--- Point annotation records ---
───

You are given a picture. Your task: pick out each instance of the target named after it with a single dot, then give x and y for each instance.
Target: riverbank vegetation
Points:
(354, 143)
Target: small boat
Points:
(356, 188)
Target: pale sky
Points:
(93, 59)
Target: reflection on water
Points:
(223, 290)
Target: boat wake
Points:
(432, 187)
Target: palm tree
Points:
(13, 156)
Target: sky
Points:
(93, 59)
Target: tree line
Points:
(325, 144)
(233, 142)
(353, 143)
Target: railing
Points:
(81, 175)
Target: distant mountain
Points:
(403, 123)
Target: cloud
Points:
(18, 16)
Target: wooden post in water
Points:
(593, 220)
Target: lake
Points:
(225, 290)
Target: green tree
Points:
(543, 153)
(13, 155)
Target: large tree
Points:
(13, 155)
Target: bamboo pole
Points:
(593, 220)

───

Print all lines of the records above once more, unchanged and character for character.

You are given a picture. Your task: pick out each instance of the target named after it with a single dot, then give x and y for each instance.
Target: riverbank vegetation
Points:
(354, 143)
Target: small boat
Points:
(356, 188)
Target: pale sky
Points:
(93, 59)
Target: reflection on water
Points:
(223, 290)
Target: boat wake
Points:
(432, 187)
Target: palm tree
Points:
(13, 156)
Target: sky
Points:
(93, 59)
Target: tree line
Points:
(325, 144)
(233, 142)
(353, 143)
Target: railing
Points:
(81, 175)
Target: distant mountain
Points:
(403, 123)
Target: cloud
Points:
(18, 16)
Target: wooden post in water
Points:
(593, 220)
Target: lake
Points:
(225, 290)
Target: green tree
Points:
(543, 153)
(13, 155)
Target: large tree
Points:
(13, 155)
Target: bamboo pole
Points:
(593, 220)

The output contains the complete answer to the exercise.